■ Selected passage ■

This less than ideal situation becomes more challenging when a bondsman shows up to tell Ree that her father appears to be jumping bail, which is unfortunate given that the family home and acres of timberland form part of the guarantee. If Daddy Dolly doesn’t show for his day in court, the family is going to be turfed out onto the street. Well, given the area we’re talking about, the dirt track.
While Ree doesn’t really give a damn about her absentee father, she’s left with no option but to track him down and find out either where he is, or what’s happened to him. In a part of the world where people keep themselves to themselves, do not appreciate others asking awkward questions, respect their own unique codes of honour over the rule of law and own a wide variety of firearms, this is a risky business.
Coming into conflict with various local strongmen of the drugs trade, most of whom she’s related to in one way or another, Ree’s dogged pursuit of answers makes for compulsive, if often uncomfortable viewing. There’s a tremendous atmosphere built of an underlying menace, with a tangible risk of something unpleasant happening at any moment. Indeed, the whole film feels one leather apron away from a chainsaw massacre.
Characterisation is always going to be tough in a story where no-one’s given to talking a great deal, which is perhaps why it’s so remarkable that young Jennifer Lawrence gives such a strong, complete sense of a strong-willed, independent young woman without having to resort to stereotypes or inspirational montages. She’s just there, taking care of business in a very matter of fact and realistic way, or at least as realistic as someone with no first hand knowledge of the situation (hello, me) can judge.

■ Data entries ■
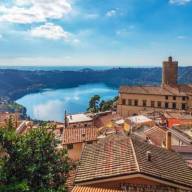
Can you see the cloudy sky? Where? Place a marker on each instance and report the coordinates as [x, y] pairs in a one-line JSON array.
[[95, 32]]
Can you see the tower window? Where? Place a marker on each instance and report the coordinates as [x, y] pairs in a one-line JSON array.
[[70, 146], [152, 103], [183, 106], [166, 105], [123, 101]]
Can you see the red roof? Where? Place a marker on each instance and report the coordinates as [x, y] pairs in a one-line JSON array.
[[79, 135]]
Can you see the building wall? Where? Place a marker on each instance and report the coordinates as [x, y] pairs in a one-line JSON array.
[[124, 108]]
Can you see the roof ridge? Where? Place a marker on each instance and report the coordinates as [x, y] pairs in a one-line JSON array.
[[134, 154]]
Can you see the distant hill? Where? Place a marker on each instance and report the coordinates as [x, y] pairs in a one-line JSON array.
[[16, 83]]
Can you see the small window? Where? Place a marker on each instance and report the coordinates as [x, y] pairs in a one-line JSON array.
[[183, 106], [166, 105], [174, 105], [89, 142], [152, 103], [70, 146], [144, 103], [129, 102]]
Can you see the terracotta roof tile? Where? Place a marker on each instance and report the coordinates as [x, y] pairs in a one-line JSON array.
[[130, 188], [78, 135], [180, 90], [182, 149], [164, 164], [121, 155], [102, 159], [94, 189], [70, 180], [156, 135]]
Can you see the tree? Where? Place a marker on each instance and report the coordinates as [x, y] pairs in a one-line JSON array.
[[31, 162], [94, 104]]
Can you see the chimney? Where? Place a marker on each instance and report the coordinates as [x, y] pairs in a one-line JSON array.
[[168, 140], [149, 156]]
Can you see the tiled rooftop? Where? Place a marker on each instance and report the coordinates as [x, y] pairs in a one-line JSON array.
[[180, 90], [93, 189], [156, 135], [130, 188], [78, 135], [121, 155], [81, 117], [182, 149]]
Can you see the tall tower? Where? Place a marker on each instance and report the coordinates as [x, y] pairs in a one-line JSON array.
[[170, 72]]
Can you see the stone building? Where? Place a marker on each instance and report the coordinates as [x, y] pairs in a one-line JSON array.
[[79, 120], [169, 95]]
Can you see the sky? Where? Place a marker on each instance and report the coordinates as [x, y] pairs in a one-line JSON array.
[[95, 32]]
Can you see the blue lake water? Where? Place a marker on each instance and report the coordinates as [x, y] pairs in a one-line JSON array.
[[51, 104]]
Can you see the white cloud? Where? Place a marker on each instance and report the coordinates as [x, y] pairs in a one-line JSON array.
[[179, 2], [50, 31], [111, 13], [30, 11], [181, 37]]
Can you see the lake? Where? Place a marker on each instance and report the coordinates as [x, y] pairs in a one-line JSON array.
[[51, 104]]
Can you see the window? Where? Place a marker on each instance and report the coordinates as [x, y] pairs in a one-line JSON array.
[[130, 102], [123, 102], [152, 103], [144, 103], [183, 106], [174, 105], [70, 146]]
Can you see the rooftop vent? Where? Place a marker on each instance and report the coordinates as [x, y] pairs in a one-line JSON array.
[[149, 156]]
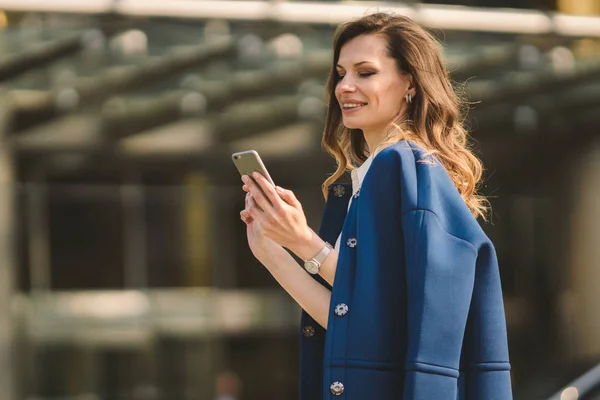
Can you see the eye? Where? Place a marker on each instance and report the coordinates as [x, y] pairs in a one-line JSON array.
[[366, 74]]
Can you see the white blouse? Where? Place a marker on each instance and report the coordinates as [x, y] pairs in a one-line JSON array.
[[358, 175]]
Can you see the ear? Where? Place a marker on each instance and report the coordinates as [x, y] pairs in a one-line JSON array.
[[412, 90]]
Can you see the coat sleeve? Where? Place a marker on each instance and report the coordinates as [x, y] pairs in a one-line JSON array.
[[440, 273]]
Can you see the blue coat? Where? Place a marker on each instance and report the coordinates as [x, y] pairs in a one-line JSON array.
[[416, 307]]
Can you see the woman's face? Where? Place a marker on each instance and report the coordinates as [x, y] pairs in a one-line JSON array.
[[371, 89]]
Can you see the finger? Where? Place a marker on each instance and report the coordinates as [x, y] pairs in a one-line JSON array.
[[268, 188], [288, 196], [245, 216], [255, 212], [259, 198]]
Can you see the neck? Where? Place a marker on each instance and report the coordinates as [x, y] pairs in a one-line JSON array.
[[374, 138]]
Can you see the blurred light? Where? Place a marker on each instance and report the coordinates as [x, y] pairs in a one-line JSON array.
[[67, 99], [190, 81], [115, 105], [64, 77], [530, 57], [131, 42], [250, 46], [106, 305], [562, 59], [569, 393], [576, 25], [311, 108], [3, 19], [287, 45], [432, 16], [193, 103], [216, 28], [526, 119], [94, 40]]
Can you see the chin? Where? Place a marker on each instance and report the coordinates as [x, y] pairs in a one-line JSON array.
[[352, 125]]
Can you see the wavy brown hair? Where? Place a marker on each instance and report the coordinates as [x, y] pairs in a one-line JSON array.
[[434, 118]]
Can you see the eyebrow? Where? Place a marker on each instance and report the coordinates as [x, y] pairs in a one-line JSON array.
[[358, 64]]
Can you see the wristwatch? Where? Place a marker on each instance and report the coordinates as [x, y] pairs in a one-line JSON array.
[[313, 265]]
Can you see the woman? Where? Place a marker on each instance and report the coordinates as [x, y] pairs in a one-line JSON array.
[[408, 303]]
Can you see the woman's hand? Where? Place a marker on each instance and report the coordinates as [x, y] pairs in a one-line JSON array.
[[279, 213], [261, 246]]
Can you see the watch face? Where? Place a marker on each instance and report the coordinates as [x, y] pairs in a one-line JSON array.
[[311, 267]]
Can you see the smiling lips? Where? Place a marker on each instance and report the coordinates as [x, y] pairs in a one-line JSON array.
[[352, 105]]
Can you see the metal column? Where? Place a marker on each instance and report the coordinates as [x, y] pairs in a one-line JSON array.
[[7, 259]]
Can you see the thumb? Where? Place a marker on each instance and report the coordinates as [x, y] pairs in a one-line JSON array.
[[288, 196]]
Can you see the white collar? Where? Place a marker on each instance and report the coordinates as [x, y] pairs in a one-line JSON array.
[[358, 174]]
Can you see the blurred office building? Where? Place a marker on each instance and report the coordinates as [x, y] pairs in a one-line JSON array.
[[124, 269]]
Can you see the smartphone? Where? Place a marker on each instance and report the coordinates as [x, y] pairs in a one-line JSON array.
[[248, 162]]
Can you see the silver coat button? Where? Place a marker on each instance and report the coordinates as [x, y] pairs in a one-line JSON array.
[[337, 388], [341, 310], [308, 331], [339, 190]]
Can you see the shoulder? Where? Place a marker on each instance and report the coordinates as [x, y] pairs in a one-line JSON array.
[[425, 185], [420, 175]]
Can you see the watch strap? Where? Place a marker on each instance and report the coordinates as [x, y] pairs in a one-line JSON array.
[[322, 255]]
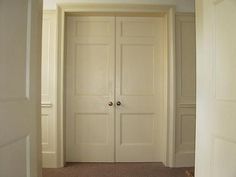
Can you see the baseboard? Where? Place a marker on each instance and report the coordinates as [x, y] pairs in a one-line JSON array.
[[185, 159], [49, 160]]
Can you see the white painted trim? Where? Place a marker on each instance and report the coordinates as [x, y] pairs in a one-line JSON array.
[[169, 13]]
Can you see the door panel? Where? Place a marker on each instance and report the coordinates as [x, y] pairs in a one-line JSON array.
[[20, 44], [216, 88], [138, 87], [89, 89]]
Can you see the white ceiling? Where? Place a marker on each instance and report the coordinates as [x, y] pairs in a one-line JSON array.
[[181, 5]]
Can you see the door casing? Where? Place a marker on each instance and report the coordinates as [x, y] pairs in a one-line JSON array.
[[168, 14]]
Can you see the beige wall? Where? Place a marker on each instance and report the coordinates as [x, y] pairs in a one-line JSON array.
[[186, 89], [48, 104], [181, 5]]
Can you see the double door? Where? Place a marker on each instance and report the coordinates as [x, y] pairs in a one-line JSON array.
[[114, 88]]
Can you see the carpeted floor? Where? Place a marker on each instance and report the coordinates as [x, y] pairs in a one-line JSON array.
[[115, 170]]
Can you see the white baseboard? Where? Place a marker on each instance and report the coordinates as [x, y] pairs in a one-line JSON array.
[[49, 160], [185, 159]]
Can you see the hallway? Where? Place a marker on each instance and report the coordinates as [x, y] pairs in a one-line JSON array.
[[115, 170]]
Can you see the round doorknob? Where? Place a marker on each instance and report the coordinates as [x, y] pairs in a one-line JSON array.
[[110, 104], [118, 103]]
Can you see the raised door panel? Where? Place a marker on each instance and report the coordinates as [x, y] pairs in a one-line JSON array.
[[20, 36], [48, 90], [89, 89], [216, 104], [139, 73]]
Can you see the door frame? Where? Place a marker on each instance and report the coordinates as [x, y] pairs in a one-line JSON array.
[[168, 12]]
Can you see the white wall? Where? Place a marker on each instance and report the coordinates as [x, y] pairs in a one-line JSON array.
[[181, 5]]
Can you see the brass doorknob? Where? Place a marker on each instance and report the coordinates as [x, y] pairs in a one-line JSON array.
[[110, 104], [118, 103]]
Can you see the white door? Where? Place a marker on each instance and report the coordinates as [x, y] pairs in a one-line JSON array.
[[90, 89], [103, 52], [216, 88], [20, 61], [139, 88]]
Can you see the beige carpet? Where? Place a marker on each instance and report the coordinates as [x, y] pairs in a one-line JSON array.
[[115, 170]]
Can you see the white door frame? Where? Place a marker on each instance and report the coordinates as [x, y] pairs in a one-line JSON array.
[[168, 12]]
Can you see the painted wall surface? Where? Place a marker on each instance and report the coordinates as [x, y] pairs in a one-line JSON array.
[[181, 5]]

---

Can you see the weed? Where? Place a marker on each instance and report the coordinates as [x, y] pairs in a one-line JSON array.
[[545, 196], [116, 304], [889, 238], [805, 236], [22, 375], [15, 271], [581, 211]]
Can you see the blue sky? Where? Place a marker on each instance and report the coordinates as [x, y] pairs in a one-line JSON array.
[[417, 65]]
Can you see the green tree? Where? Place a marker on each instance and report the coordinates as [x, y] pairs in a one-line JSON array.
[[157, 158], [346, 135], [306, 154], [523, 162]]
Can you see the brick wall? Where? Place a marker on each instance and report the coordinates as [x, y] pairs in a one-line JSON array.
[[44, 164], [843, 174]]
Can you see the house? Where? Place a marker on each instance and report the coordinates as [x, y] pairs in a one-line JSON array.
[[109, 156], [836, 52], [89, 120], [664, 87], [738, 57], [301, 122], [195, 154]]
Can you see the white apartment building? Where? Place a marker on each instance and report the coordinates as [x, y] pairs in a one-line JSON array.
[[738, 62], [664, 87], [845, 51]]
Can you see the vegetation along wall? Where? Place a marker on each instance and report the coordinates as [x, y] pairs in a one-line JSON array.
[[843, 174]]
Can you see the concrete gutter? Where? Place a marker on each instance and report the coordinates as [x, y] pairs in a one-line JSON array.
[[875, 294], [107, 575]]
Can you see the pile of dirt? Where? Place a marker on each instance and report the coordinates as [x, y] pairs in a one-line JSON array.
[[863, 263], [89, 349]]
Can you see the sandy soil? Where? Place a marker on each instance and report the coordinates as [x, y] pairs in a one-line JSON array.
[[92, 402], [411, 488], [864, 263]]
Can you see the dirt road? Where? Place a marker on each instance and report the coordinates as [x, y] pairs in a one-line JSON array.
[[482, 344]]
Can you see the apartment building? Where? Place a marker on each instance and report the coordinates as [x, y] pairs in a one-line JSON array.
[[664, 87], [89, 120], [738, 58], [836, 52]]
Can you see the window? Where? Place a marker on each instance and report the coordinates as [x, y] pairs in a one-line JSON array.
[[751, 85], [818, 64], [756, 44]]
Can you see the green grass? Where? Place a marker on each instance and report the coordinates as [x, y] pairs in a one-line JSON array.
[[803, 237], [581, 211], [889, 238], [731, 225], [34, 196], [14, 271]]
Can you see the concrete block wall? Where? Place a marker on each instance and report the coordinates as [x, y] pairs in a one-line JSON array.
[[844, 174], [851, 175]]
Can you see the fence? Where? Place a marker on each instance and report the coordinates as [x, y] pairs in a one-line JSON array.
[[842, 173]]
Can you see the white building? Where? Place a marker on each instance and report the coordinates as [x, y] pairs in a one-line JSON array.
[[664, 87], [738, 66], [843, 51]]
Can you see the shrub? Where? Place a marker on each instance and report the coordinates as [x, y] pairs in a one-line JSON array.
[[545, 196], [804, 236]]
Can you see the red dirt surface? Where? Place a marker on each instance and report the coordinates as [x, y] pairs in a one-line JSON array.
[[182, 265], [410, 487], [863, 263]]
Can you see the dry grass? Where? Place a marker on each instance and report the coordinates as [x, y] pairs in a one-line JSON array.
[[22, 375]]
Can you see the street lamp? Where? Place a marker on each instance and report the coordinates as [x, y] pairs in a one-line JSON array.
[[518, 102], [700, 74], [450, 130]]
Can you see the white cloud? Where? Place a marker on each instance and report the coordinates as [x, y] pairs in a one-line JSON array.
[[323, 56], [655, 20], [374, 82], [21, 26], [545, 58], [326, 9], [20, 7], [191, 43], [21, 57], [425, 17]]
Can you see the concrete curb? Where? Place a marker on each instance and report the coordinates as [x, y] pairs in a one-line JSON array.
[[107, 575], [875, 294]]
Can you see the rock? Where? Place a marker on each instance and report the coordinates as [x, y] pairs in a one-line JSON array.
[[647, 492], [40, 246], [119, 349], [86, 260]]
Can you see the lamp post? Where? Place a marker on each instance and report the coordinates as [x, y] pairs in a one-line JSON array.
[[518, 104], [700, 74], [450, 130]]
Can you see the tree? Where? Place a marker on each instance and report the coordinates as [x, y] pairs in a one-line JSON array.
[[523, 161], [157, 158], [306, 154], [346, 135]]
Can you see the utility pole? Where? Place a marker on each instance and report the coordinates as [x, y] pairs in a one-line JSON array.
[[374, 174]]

■ Set of tasks ■
[A] Edit the records from the line with "Can you see the metal" to the line with "[[124, 269]]": swap "thumb" for "index finger" and keep everything else the same. Give back only those lines.
[B] Pick up the film review about Ree's search for her missing father where it stops.

■ Task-by-task answers ■
[A]
Can you see the metal column? Where? Place a marker on each instance and report the coordinates as [x, y] pairs in a one-line JSON array.
[[7, 259]]
Can you see the index finger? Where? Place a marker on each instance and report the coordinates as [x, y] pairs in a one-line JSON array.
[[288, 196]]
Can you see the white collar? Where? Place a marker on each instance and report the coordinates as [x, y] pairs in a one-line JSON array.
[[358, 174]]
Can you see the blurred office building? Where? Place a marker on each instance and report the coordinates as [x, y] pairs in a one-line JSON array.
[[124, 269]]

[B]
For what is nominally a thriller, there’s not an awful lot going on in Winter’s Bone, but the minimalism works to its advantage. The conflict points that do occur are given all the much more heft and weight given the anticipation that’s gone before them. It doesn’t make for comfortable or cheery watching, but it’s certainly powerful and absorbing.
While I can’t immediately justify my thinking behind this, it feels very similar in tone to No Country For Old Men. This is a far better film in my humble estimation, although I’m not part of the ra-ra brigade for that particular Coens outing. I am, however, getting sidetracked from the point of this piece, which is to say that while I don’t have quite the distance from viewing to properly judge it, Winter’s Bone definitely deserves at the very least a place in the discussion when we’re rounding out the best films of 2010 lists.